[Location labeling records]
◇ ◇ ◇ ◇ ◇ ◇ ◇
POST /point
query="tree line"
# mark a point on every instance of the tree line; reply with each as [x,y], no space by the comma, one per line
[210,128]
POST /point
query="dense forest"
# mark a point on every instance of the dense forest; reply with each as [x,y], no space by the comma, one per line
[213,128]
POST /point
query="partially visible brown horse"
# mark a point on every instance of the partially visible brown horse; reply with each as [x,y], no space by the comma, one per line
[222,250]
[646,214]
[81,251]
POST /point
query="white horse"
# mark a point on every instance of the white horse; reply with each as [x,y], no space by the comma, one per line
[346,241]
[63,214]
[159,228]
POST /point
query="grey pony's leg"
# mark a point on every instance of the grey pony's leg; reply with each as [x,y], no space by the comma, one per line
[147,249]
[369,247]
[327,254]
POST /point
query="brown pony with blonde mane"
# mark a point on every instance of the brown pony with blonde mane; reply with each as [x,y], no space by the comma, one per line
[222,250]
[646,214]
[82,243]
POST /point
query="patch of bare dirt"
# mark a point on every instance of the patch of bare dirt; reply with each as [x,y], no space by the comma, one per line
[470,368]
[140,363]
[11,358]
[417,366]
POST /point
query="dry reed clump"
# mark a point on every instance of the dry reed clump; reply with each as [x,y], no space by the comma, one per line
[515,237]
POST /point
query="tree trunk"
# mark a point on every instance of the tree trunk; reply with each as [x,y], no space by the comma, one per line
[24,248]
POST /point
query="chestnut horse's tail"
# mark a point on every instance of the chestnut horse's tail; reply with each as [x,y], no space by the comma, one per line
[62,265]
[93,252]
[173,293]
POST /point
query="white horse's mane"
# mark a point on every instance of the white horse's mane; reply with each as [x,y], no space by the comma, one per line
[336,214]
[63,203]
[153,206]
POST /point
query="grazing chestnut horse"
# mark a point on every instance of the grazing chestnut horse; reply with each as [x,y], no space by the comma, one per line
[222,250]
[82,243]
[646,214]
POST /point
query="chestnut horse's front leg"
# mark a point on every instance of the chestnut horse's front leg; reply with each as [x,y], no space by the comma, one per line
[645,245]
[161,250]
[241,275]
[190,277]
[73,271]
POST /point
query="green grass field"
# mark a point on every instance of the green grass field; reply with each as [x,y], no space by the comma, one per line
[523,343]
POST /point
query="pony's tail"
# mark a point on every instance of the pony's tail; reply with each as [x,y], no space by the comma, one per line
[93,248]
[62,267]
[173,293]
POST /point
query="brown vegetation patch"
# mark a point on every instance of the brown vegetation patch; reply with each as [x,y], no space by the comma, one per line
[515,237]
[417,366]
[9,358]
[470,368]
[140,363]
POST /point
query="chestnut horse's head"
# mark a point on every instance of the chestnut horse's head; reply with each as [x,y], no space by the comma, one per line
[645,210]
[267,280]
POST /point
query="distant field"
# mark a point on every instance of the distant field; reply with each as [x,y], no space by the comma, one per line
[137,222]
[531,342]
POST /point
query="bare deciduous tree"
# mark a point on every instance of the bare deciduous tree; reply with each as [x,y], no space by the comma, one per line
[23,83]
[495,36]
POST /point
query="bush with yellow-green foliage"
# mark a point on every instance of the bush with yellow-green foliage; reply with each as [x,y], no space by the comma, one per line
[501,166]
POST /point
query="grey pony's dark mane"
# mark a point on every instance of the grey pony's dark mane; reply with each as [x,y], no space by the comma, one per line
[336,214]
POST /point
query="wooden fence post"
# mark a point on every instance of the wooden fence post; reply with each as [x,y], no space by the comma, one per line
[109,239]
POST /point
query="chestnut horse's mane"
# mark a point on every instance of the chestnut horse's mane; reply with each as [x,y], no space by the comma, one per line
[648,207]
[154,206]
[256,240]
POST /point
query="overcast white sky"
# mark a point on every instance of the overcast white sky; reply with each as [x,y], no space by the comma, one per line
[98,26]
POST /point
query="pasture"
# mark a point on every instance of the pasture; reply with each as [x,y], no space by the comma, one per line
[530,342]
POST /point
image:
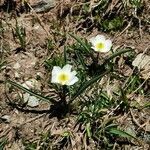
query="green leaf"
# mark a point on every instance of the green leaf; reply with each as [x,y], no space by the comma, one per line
[85,85]
[2,144]
[65,55]
[117,54]
[80,57]
[30,92]
[80,41]
[121,133]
◇ ◇ ◇ ◇ ◇ ◇ ◇
PROBLEM DESCRIPTION
Pull out each line of the material that contains the string "head". Match it case-sensitively.

SOLUTION
query="chestnut horse's head"
# mark a point on every instance of the chestnut horse's head; reply with each as [x,y], no space by the comma, one per line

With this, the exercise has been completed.